▸ REQUIREMENT 1: Reproduce the listing below word for word, starting at its first line and stopping after the line that contains "[377,241,418,281]".
#### QUOTED PASSAGE ####
“THE DREAD CONEMAUGH.”

I tarried in Conemaugh Valley

One beautiful morning in spring,

And loveliness mantled the mountains,

The meadows and everything.

The breezes were laden with odor

Akin to the blossoming rose,

And happiness brightened the faces

Of people refreshed by repose.

But death, the remorseless destroyer,

Looked down on the valley, so green,

Beheld the quaint homes on the hillsides,

The towns nestled snugly between,

And, hungry for awful disaster,

For grief, lamentation and tears,

Death paused where a lake in the mountains

Had shimmered untroubled for years.

The water grew dark in his presence,

Grew dark in the presence of death,

And shrank from the terrible visage,

Away from his poisonous breath.

A tempest came forth in its fury

And soon with an ominous flow

The overcharged lake in the mountains

Plunged into the valley below.

A rumble, a roar, and destruction

Came down with the pitiless flood

To stifle the cry of the wicked

To silence the prayer of the good;

Like straws in a bubbling cauldron

These homes in the valley were tossed

Away on the hurrying waters,

Along with the dying and lost.

There brother was taken from brother,

The false were destroyed with the true.

There lovers were torn from each other

With never a parting adieu.

Confusion wrought havoc so wanton

That mercy grew deaf for a while,

And beings, half demon, made merry

On Conemaugh’s funeral pile.

But Heaven will surely remember

The names of the noble who died

To rescue their perishing brothers

From death in that horrible tide.

For some of the noblest heroes

That ever calamity saw,

Repose uninterred in the valley

Where wanders the dread Conemaugh.

The incidents attending a field of relief—some pathetic and sorrowful, others laughable and ludicrous—so loom up in the memory when the subject is opened, as almost to encumber the pen as one writes. Referring to our landlady at Locust Street Hotel, Mrs. Henrie, one recalls her wonderful experience during the night of the flood. By some means, entirely alone, she floated down the stream, not only through Johnstown, but miles below in the darkness of the night, until some time next day perhaps she managed to stay herself in a tree-top, where she clung among the branches, her clothing torn from her in shreds during her struggle for life, until discovered and taken away.

The family of Mr. John Tittle, one of the oldest, most respected and beloved in the town, floated clinging to the top of their house, without knowing that they were moving, but thought others were moving as they passed them; until at length, fearing that Mrs. Tittle’s strength and courage would fail, her husband joined hands with her firmly over the ridge-pole, and thus they hung on opposite sides of the roof through the long night. The courage and strength did often fail, and her pleading went out to her husband: “Oh, let us let go and end it, John! We cannot escape! I cannot endure it longer!” to be answered by his words of hope and cheer and a tightened grasp on the aching wrists. At length, near morning, having reached the vicinity of Kernville, the house struck the bridge and remained stationary. One by one the inmates slid onto the bridge and gained the land on the Kernville side.
#### EXTRACTED MATERIAL ####
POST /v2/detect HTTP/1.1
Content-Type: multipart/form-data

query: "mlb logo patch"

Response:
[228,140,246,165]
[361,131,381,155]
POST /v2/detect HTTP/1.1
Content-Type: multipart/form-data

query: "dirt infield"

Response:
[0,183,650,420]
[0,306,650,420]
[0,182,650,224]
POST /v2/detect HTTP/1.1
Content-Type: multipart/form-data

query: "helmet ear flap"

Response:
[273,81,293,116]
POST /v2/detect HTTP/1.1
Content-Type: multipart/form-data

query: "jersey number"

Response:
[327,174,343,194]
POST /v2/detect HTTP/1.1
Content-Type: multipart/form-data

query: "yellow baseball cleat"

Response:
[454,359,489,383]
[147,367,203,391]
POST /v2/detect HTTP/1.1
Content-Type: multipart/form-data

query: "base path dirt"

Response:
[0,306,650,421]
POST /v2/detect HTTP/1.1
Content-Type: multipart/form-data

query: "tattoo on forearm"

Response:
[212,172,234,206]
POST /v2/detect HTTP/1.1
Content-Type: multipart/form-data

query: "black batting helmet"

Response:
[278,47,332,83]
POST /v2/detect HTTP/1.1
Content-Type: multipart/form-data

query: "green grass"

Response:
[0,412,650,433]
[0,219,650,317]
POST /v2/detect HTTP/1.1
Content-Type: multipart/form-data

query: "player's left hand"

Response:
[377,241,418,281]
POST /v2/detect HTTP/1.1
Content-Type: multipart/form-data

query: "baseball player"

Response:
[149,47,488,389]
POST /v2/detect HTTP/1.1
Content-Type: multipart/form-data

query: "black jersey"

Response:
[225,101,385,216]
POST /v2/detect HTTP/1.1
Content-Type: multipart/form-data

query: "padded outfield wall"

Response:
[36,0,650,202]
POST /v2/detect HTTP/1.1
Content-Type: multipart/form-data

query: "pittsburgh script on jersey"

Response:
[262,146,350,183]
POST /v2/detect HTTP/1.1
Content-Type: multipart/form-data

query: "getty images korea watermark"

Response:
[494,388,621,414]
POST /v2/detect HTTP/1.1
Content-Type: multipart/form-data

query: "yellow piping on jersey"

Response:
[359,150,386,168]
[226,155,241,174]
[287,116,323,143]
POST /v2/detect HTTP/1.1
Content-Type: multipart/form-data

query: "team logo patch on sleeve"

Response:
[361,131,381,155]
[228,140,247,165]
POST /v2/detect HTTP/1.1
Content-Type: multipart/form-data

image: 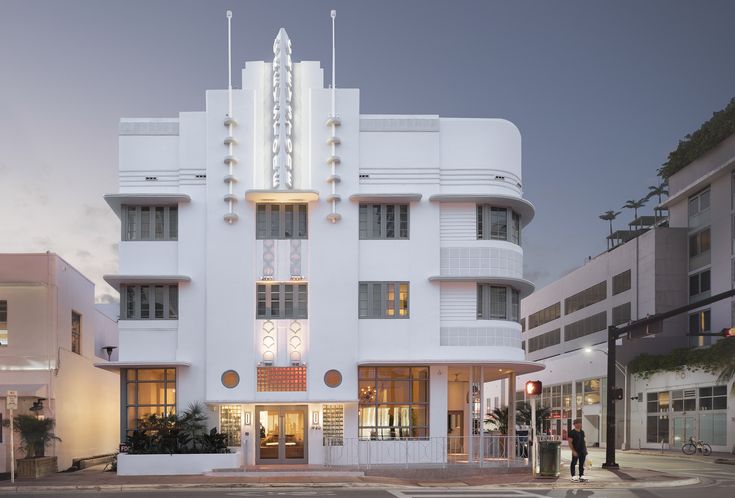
####
▸ REQUIREMENT 2: In the Conemaugh flood account above, what did the Tittle family's house strike near Kernville?

▸ TASK SOLUTION 1:
POST /v2/detect HTTP/1.1
Content-Type: multipart/form-data

query: "mlb logo patch"

Response:
[228,140,246,165]
[361,131,381,155]
POST /v2/detect HTTP/1.1
Content-Type: multipart/form-data

query: "dirt infield"

Response:
[0,183,650,420]
[0,306,650,420]
[0,182,650,224]
POST /v2/detect HTTP/1.1
Content-Type: multipart/form-data

query: "helmet ear flap"

Response:
[273,81,293,116]
POST /v2/detect HTTP/1.1
Content-Type: multipart/form-data

query: "jersey number"

Response:
[327,174,343,194]
POST /v2/detect HTTP/1.1
Content-Type: multipart/form-data

query: "yellow baseball cleat"

Response:
[454,359,489,383]
[147,367,203,391]
POST /v2/detect HTTP/1.1
Content-Type: multipart/form-data

query: "base path dirt"

Response:
[0,306,650,421]
POST /v2/detect HTTP/1.1
Content-Type: multipart/form-data

query: "tattoo on forearm"

Response:
[212,172,234,206]
POST /v2/detect HTTP/1.1
Content-Type: multipart/form-data

query: "black batting helmet"

Response:
[278,47,332,83]
POST /v2/detect HTTP/1.1
Content-Type: multipart/form-data

query: "green grass"

Response:
[0,412,650,433]
[0,219,650,317]
POST /v2/detect HTTP/1.1
Content-Type: multipart/form-data

query: "player's left hand"

Response:
[377,241,418,281]

▸ TASK SOLUTION 2: It struck the bridge.